▶ **PASSAGE FOR REVIEW**:

Two other melamine dealers in east and south China said that only after the recent dairy scandal did government regulators begin to closely monitor the sale of melamine to animal feed producers.
Kidney experts said that there has been very little research into how the chemical disrupts kidney function. Dr. Fredric Coe, a professor of medicine at the University of Chicago, said that melamine is likely concentrated in the kidneys into crystals that the body cannot dissolve. Those crystals clog many of the kidney's nearly one million nephrons, which are tiny filtering units, in a process very different from the usual way kidney stones are formed, Coe said. Urination slows or ceases, and patients suffer acute kidney failure.
Some food-safety experts are perplexed as to how melamine was allowed to seep into China's food supplies after melamine-tainted animal feed exports from China were blamed last year for sickening dogs and cats in the United States, touching off international trade and food safety disputes between the two countries.
"A year ago, everybody should have been in a complete panic about it, and done something then," said Marion Nestle, a professor of food studies and public health at New York University and the author of "Pet Food Politics" (University of California Press, 2008), which examines the pet food problem in detail. "Someone should have required that melamine not be in any food product."

▶ **DATASET EXTRACT**:
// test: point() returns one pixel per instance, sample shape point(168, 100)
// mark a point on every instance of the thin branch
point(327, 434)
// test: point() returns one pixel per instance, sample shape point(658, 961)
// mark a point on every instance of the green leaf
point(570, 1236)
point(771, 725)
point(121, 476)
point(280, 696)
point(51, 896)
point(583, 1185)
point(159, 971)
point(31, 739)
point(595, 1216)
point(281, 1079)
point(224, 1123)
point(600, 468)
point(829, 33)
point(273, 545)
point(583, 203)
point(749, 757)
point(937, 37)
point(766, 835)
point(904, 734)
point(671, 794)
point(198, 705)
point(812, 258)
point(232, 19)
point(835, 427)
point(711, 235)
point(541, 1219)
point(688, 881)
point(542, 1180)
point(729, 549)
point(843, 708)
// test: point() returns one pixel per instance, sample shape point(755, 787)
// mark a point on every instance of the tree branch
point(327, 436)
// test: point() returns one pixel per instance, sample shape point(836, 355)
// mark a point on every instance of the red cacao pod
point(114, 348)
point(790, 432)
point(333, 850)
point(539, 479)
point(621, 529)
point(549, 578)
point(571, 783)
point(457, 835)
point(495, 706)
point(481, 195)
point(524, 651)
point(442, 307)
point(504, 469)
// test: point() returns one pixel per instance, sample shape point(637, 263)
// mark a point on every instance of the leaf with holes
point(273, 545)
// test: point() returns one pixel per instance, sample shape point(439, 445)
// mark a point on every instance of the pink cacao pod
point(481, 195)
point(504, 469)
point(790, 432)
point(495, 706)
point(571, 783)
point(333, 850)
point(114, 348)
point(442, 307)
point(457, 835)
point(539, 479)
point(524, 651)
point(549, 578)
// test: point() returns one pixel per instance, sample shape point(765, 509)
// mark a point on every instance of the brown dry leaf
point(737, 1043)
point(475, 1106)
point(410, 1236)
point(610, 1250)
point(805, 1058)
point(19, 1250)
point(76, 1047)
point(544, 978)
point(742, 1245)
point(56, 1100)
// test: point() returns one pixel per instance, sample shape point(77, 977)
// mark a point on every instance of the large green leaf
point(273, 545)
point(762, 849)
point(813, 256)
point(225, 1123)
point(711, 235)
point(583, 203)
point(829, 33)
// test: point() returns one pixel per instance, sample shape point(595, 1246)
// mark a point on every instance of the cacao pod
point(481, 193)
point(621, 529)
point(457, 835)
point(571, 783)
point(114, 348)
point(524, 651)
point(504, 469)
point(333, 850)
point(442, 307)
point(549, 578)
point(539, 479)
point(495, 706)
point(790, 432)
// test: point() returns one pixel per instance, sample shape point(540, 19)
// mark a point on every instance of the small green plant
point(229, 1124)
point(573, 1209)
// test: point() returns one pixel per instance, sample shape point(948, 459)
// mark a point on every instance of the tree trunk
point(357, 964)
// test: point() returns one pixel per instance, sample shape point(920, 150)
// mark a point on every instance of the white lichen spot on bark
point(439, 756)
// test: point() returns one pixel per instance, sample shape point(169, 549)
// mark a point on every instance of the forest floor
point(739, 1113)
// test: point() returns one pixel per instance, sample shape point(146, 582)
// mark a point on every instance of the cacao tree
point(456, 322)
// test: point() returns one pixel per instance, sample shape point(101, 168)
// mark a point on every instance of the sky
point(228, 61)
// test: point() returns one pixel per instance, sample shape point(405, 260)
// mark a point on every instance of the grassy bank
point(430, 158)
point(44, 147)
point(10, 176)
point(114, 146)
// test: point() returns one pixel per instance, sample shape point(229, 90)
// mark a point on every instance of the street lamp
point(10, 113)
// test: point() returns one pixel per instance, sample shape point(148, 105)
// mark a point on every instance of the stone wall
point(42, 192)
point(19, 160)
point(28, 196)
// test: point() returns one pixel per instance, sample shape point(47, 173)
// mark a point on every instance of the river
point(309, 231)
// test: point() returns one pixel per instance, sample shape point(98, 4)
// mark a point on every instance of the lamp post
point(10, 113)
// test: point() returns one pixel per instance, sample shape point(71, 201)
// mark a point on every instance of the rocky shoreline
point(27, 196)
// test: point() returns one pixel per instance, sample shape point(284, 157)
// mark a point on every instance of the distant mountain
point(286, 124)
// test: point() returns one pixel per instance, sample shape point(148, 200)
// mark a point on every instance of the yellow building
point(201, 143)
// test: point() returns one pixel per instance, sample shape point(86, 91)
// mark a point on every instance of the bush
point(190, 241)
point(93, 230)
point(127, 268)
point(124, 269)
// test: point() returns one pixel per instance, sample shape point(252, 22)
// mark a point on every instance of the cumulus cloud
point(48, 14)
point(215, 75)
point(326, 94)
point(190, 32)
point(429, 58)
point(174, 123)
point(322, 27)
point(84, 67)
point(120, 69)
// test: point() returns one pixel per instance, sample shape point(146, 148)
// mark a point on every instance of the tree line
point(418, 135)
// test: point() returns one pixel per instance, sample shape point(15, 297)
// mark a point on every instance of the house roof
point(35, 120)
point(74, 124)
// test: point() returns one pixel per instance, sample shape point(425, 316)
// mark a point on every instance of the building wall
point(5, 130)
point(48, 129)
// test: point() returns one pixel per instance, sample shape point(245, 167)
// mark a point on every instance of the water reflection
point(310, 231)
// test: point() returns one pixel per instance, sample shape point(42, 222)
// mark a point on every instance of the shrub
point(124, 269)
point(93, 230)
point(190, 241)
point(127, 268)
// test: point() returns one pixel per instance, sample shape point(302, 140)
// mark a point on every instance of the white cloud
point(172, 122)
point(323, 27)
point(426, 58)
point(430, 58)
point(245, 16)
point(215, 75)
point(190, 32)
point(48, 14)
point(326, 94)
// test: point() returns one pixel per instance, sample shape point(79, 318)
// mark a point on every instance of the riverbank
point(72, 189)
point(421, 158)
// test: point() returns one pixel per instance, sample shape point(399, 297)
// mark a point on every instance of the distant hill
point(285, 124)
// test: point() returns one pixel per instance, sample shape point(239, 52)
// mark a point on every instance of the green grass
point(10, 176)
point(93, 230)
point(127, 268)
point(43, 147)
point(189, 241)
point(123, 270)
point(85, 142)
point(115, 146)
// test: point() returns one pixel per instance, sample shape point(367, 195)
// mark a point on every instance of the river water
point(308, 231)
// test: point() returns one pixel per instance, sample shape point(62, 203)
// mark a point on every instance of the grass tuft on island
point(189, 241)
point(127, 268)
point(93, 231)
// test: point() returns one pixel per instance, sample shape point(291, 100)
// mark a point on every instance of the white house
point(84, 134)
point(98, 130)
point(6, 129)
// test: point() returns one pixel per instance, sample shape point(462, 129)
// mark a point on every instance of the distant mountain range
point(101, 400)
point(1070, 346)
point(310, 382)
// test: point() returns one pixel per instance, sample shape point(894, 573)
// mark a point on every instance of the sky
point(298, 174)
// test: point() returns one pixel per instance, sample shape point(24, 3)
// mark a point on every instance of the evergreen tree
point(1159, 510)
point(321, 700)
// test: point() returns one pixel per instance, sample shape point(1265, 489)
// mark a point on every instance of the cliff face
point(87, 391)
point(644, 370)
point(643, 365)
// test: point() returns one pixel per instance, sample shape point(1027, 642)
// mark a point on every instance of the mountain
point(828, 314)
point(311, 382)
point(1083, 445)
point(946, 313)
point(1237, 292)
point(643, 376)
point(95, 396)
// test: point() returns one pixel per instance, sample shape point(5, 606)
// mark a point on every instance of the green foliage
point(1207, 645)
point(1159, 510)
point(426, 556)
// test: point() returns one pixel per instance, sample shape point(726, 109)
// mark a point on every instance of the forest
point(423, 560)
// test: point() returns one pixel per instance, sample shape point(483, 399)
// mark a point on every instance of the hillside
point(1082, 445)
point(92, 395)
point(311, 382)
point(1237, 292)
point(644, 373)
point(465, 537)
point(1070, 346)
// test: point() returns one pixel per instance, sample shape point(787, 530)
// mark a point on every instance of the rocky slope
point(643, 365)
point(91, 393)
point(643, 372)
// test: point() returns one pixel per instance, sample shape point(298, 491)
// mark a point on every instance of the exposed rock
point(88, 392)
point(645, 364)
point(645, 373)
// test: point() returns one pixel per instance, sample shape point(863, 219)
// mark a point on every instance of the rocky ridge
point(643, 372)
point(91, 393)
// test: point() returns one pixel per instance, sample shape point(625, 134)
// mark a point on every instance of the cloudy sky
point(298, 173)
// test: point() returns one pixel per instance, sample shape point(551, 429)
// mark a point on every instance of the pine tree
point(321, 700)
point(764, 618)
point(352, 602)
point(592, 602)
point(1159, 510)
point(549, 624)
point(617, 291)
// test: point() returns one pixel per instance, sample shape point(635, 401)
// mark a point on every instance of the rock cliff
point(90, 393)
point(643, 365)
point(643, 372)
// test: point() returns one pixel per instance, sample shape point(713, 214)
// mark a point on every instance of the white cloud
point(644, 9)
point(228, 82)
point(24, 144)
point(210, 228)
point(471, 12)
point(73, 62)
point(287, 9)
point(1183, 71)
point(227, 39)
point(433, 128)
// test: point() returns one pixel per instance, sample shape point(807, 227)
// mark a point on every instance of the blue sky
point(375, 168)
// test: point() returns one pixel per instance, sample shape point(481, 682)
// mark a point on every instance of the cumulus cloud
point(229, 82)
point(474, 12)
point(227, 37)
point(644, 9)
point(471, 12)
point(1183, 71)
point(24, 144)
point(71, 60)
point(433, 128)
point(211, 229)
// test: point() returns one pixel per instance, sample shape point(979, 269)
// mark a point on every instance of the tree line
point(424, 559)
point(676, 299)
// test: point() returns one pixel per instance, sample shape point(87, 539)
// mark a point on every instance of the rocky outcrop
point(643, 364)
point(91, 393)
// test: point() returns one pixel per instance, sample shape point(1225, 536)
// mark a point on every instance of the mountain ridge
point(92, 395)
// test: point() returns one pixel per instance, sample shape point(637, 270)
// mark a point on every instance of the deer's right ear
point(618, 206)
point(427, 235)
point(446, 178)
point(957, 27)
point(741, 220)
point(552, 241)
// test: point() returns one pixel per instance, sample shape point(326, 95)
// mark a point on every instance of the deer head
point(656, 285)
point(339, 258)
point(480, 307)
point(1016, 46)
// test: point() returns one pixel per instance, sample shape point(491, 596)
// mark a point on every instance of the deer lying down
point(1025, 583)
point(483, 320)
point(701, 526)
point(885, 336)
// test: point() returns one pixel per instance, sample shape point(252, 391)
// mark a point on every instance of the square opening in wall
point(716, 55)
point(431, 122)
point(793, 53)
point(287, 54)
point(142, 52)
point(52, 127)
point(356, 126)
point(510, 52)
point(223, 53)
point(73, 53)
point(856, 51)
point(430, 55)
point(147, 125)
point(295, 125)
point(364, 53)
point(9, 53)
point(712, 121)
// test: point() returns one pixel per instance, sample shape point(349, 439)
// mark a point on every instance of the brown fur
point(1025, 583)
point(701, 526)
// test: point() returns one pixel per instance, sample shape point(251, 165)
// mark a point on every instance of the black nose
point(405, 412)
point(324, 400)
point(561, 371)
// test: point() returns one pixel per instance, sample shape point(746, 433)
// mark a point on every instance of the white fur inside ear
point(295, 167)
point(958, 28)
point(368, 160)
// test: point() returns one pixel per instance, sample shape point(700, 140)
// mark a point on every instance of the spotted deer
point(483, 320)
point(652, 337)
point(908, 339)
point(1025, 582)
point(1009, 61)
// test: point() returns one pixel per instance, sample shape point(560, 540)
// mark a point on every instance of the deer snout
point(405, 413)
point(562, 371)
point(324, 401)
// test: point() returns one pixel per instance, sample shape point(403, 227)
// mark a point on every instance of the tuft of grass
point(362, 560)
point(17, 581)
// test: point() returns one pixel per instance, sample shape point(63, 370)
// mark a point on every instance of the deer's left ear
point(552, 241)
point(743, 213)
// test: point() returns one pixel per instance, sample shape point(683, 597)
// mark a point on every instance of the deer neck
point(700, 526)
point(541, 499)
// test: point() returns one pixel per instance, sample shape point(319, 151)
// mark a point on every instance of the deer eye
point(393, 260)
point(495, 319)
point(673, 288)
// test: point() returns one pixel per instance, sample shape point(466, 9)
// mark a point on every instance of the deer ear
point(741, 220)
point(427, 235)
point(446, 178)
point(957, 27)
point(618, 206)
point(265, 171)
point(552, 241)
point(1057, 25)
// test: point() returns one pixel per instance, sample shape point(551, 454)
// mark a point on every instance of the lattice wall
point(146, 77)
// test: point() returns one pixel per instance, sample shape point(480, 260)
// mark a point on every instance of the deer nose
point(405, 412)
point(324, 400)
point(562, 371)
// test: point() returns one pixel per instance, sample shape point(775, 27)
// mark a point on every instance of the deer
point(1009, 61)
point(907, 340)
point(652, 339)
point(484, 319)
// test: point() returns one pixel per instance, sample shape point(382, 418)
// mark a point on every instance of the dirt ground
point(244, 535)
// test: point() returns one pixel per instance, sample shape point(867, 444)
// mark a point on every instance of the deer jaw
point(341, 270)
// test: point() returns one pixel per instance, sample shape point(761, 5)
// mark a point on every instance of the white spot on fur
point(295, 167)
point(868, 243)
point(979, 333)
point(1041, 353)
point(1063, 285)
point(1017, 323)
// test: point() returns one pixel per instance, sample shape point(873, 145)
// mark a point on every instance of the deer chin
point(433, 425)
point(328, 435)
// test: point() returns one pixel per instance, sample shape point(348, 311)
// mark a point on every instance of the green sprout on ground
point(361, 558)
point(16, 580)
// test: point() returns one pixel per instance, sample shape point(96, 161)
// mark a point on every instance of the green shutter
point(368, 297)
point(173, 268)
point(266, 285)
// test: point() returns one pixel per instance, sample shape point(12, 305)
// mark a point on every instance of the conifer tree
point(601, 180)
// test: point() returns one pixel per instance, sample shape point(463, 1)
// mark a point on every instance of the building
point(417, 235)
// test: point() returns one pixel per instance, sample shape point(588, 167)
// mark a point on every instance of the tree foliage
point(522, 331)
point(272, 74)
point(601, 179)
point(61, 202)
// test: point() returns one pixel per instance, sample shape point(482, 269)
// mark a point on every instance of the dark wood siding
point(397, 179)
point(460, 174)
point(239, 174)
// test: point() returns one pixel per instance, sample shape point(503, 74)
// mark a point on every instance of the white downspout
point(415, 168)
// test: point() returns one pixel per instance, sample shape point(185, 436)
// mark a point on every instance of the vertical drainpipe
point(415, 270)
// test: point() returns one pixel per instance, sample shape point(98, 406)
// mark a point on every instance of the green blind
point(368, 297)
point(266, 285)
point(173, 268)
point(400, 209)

▶ **CHECK YOUR UNDERSTANDING**:
**A)** Translate this sentence from the melamine passage into Spanish: "Urination slows or ceases, and patients suffer acute kidney failure."
**B)** In the melamine passage, at which university is Dr. Fredric Coe a professor of medicine?
**C)** Transcribe the stretch of the melamine passage from "Kidney experts said" through "acute kidney failure.".

▶ **TASK RESULTS**:
**A)** La micción se ralentiza o se detiene, y los pacientes sufren insuficiencia renal aguda.

**B)** The University of Chicago.

**C)**
Kidney experts said that there has been very little research into how the chemical disrupts kidney function. Dr. Fredric Coe, a professor of medicine at the University of Chicago, said that melamine is likely concentrated in the kidneys into crystals that the body cannot dissolve. Those crystals clog many of the kidney's nearly one million nephrons, which are tiny filtering units, in a process very different from the usual way kidney stones are formed, Coe said. Urination slows or ceases, and patients suffer acute kidney failure.